In the passage on the history of the idea of the soul, translate this sentence into Spanish: "The development of the idea of a soul in philosophy is in essentials a repetition of this mythological development."

Start of Passage provided

From the standpoints which have here been developed as to the relation of psychical to natural laws and as to their combination into one unity, we may now decide a question which is of mythological origin, and which was transferred by mythology to philosophy and ultimately to psychology. This question is the one as to the nature of the soul. For the primitive thinker the soul was a demoniacal being, which had its seat in the whole body, but especially in certain favoured organs, such as the heart, the kidneys, the liver, or the blood. Besides this oldest idea of a body-soul, there soon arose a second idea of a soul only externally bound to the parts of the body, and this soul left the body at death in the last breath, and also for a short time during sleep, as noticed in the images of dreams. This was called the breath-soul or the shadow-soul. For a long time, in spite of the self-contradiction, these two conceptions were joined together, although we see in the development of mythological thought that the breath-soul or psyche slowly supersedes the idea of a body-soul.

The development of the idea of a soul in philosophy is in essentials a repetition of this mythological development. The ancient philosophy, in whose footsteps mediæval philosophy follows, still holds fast to the idea of a body-soul. The soul is the driving force of all, even physical processes of life, e.g. nutrition and propagation. By the side of this, however, the higher mental activities are bound to a specific being that is separable from the body. This opinion, which gave a concrete, clear form to the mythological ideas, found its most perfect scientific expression in the psychology of Aristotle. The psyche that was separable from the body had thus won a victory over the body-soul both in mythology and in the classical work of Aristotle. This, of course, led ultimately to the absolute dominion of this independent soul, and its qualities were more and more considered to be absolutely opposite to the qualities of the body, that was ruled by purely material laws. This development culminated in the system of Descartes, the last great philosopher of the Renaissance. The body is from now on considered to be an expended substance, subject to mechanical laws only; the soul stands, in contradistinction to this, as an unextended, purely thinking substance. The two substances are, however, during life externally joined together. In one single point of the brain the body was supposed to meet in reciprocal action with the soul, which was thought of as something analogous to a material atom. Descartes fixed upon the pineal gland, but there were countless other hypotheses as to the position of this point.

End of Passage provided
Start of Dataset rows

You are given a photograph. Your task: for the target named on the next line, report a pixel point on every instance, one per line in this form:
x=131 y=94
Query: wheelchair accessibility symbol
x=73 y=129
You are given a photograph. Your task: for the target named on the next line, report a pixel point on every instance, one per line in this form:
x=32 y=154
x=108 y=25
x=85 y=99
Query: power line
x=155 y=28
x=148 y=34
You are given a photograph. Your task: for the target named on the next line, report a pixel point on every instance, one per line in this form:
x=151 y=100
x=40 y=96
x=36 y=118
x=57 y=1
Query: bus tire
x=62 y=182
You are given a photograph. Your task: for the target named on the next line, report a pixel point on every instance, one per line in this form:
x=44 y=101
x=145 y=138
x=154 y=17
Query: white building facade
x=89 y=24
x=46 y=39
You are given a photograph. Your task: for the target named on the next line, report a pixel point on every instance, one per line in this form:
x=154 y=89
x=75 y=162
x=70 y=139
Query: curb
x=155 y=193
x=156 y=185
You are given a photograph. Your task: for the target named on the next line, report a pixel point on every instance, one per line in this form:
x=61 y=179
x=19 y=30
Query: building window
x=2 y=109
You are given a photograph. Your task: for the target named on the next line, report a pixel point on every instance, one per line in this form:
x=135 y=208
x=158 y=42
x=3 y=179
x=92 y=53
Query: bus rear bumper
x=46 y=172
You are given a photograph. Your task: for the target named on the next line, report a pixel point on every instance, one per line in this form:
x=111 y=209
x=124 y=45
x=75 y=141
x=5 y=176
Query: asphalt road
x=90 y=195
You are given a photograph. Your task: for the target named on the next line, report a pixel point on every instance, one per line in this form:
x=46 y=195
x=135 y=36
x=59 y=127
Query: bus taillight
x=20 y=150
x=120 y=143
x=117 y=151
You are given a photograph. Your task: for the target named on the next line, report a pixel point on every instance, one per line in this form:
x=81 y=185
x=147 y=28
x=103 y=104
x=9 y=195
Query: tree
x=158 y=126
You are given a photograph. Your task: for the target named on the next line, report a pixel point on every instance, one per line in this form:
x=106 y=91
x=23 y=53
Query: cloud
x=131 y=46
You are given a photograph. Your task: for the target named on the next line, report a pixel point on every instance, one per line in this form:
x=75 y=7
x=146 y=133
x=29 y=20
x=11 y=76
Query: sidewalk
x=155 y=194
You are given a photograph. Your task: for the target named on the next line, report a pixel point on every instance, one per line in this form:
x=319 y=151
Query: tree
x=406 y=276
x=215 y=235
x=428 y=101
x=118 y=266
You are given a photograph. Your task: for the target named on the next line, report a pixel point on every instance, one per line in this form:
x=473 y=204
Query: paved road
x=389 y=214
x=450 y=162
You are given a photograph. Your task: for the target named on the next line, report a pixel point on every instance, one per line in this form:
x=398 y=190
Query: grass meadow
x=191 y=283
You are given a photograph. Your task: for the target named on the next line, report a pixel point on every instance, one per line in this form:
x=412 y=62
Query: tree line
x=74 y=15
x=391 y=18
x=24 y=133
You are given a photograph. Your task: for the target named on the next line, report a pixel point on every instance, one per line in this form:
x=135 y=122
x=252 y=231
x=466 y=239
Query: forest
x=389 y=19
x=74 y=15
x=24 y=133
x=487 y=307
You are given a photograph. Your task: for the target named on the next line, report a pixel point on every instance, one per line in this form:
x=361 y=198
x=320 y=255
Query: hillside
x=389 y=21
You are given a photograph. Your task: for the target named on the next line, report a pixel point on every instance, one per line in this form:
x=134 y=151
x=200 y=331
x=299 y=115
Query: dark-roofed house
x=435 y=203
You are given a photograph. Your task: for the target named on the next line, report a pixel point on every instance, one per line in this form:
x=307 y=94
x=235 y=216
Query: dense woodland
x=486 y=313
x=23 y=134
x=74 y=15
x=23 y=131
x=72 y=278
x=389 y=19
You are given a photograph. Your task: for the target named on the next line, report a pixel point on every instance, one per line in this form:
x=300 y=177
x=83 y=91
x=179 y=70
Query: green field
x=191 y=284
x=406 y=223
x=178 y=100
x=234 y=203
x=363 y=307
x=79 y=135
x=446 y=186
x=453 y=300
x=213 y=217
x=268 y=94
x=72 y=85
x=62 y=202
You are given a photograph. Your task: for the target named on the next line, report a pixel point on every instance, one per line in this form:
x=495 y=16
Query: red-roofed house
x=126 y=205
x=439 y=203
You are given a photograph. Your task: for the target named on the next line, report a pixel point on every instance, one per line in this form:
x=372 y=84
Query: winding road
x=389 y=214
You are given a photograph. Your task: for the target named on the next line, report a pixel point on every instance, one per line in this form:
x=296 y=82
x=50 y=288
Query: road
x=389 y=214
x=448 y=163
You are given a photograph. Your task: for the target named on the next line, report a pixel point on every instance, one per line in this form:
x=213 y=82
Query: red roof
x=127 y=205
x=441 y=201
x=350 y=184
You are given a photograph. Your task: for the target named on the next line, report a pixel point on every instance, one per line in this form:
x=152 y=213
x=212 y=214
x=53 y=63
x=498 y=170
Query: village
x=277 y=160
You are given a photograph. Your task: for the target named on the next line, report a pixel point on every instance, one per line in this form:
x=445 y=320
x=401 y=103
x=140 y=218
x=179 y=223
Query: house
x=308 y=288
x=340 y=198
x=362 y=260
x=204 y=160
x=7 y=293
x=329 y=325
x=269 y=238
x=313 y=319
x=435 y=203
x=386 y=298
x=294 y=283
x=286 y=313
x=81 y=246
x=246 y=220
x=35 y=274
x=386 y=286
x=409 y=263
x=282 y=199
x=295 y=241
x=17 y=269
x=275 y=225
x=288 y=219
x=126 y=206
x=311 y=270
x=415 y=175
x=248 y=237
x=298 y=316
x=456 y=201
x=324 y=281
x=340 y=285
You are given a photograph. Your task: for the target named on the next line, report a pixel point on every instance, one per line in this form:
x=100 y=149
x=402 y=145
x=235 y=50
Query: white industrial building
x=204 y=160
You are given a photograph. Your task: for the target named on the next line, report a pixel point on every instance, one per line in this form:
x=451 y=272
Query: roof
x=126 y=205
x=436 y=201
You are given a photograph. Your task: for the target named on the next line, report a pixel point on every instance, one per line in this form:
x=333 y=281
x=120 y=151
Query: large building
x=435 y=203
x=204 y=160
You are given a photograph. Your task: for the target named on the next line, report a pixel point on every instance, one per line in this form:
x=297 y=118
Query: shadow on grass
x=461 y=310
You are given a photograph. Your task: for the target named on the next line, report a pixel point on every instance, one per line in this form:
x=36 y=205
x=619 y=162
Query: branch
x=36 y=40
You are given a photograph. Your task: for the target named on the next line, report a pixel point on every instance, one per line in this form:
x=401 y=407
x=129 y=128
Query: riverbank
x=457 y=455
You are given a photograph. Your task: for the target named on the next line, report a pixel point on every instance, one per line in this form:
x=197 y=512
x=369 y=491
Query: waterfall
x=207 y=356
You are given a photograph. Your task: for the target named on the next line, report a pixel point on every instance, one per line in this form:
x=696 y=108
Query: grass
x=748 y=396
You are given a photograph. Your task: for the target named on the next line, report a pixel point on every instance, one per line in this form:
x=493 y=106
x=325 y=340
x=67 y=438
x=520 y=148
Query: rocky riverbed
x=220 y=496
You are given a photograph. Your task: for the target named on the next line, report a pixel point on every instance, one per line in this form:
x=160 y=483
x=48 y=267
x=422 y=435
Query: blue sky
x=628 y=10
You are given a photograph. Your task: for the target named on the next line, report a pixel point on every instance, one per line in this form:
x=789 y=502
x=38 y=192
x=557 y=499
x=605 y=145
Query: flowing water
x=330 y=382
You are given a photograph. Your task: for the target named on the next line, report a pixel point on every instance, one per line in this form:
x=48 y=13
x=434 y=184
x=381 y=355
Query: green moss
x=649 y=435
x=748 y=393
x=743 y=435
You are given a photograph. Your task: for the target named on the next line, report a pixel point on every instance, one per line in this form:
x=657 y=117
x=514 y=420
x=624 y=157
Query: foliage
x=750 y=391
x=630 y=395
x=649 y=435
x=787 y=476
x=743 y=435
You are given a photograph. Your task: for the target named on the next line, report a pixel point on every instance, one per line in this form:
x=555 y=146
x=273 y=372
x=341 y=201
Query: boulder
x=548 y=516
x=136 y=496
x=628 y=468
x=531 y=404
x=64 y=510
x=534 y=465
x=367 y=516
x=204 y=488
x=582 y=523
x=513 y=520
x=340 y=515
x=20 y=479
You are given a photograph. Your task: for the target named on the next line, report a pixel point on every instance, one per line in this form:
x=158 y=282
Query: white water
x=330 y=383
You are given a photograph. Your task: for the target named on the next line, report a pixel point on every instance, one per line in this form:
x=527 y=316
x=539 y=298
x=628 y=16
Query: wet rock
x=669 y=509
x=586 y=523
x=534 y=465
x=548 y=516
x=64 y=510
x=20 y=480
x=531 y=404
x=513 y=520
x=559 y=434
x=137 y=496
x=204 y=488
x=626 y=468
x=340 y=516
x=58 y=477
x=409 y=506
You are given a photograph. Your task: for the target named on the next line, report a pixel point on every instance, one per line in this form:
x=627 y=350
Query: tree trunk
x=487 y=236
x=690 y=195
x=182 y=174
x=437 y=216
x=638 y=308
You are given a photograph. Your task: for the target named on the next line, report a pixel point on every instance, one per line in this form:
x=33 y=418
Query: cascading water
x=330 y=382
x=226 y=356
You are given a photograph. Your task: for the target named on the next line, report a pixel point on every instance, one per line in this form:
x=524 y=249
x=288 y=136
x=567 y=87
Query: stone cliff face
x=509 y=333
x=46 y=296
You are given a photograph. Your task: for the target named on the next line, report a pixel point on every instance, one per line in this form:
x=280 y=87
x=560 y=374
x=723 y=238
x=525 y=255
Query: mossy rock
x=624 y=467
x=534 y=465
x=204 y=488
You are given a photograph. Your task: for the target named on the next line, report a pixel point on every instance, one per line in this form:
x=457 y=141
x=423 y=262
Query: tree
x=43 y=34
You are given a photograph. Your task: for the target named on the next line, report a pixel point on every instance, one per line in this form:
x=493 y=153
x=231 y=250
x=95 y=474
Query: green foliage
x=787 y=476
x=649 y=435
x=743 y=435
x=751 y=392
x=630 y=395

End of Dataset rows

## Solution to this task
El desarrollo de la idea de alma en la filosofía es, en lo esencial, una repetición de este desarrollo mitológico.